Excerpt provided:
However, that doesn’t mean that changes to the constitutional settlement shouldn’t be made. Alterations that neither imperil the union nor impede independence but break the constitutional logjam and meaningless charade of Nicola Sturgeons demands followed by Boris Johnsons refusals. Changes which are essential for the governance of Scotland but also offer opportunities for progressive policies to be tried benefiting the rest of the UK.   

An immediate issue requiring a change to the existing settlement is the position of Lord Advocate. In Scotland alone, neither across any other legal jurisdiction in the UK nor indeed in the western world, does a post holder act as both senior government legal advisor and head of the Prosecution Service. It’s an anachronism tinkered with to minimise the risk of compromise but where Chinese Walls and recusals from certain prosecutions are entirely inadequate.

Recent prosecutions and actions have called it into question and a coming change of office holders is insufficient to dispel growing concern. But as the post is designed within the Scotland Act 1998 establishing the Scottish Parliament, legislative change at Westminster is what is required.

There are constitutional complexities involved moving to the more orthodox role of an Attorney General and Chief Prosecutor, or whatever historic Scottish titles are retained, but they’re far from insurmountable.

Similarly, providing MSPs with absolute rather than qualified privilege is something that needs to be looked at. It’s not about parity with MPs as such, but the ability of elected representatives to properly challenge the executive and indeed power is vital.    

There’s no good reason why these changes cannot be agreed to in order to improve Scotland’s governance. Equally it could be an opportunity for other changes, some minor, others more significant. Some of which might be viewed as ‘no-brainers’ but others more controversial. Surely though they can all be debated and progress on some, if not all, can be made.

Raw data:
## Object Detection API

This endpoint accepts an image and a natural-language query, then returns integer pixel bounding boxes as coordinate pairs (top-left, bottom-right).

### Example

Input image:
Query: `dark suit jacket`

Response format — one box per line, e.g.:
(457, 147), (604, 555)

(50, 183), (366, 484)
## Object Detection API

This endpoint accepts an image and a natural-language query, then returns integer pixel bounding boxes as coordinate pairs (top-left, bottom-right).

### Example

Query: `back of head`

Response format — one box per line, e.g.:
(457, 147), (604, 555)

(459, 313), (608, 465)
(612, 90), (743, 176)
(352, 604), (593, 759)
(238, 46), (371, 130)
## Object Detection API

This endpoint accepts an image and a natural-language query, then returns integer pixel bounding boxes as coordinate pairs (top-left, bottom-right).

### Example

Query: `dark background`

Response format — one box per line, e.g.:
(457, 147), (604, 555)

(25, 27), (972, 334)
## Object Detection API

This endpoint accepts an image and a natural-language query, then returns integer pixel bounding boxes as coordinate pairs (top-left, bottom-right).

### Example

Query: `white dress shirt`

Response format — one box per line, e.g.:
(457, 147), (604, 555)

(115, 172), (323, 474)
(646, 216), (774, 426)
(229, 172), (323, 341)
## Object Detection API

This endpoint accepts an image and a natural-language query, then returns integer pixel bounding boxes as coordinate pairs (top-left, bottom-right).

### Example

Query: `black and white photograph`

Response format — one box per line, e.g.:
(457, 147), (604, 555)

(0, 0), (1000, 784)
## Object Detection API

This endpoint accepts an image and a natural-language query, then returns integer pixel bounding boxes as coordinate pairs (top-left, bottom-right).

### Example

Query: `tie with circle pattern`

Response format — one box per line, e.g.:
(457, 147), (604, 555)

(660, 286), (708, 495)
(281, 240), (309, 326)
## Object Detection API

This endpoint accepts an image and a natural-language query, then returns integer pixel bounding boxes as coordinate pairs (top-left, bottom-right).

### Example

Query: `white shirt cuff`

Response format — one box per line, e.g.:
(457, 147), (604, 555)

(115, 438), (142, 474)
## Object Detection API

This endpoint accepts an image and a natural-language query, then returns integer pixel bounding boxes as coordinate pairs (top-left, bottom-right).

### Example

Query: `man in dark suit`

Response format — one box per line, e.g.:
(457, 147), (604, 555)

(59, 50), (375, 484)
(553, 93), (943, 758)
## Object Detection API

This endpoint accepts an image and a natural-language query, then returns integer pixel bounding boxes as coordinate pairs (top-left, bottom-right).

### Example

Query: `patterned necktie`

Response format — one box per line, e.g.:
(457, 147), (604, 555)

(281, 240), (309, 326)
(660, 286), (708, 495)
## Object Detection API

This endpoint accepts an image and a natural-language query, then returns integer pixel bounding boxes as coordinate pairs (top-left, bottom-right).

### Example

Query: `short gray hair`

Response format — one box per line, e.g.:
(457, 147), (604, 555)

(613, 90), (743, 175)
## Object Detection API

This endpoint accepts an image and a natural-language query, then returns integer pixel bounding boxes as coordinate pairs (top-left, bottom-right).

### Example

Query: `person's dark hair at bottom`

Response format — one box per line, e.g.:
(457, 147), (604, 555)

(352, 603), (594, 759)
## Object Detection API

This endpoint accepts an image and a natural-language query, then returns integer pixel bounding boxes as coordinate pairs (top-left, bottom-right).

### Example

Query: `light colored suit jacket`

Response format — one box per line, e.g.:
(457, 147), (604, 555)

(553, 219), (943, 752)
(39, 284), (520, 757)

Objectives:
1 > In the stretch of the piece on Scotland's constitutional settlement from "There are constitutional" through "power is vital.", can you substitute "Solicitor General" for "Attorney General" and give that stretch again?
2 > Can you pick up the piece on Scotland's constitutional settlement after its last sentence and carry it on?

Answer set:
1 >
There are constitutional complexities involved moving to the more orthodox role of an Solicitor General and Chief Prosecutor, or whatever historic Scottish titles are retained, but they’re far from insurmountable.

Similarly, providing MSPs with absolute rather than qualified privilege is something that needs to be looked at. It’s not about parity with MPs as such, but the ability of elected representatives to properly challenge the executive and indeed power is vital.

2 >
The current position on drink driving powers is a case in point as lawyers would say for the no-brainer argument. Powers to reduce though actually also to increase the drink drive level were devolved to the Scottish Parliament a few years back. That has seen a reduction in the blood alcohol limit, a change that’s been widely welcomed. Many would like to lower it still further.

But a further reduction where a mandatory year’s ban would be imposed would be seen as harsh in the court of public opinion. What’s required is for a lower limit to be matched by the ability to impose a lesser penalty for that level. That’s currently precluded, and Westminster has been as intransigent on ceding those powers, as ones for a second referendum. Why? It won’t imperil the union and if the Scots want it and it makes roads safer why not?  

Similarly, there are issues under the Misuse of Drugs Act. Many seek for the Scottish Parliament to have the powers to decide on that issue. After all, it’s notionally in charge of both health and justice, and a radical position in Portugal has neither imperilled Spain nor has the legalisation of cannabis in many US States been precluded by Washington.

But leaving the wider debate aside there are modest changes that the Scottish Government are seeking to make which arguably are more the domain of health policy than drug reform. Establishing Drug Consumption Rooms are about saving addicts lives not encouraging wider consumption. Likewise, testing street tablets where sadly some products being traded illicitly are lethal. Surely, again monitoring what’s being taken isn’t fuelling consumption.

Why can’t Scotland be allowed to do that? If it fails, well so be it and if it works, surely other areas in the UK can follow? Whichever way it breaks, it’s academic to the wider constitutional question of independence or the union.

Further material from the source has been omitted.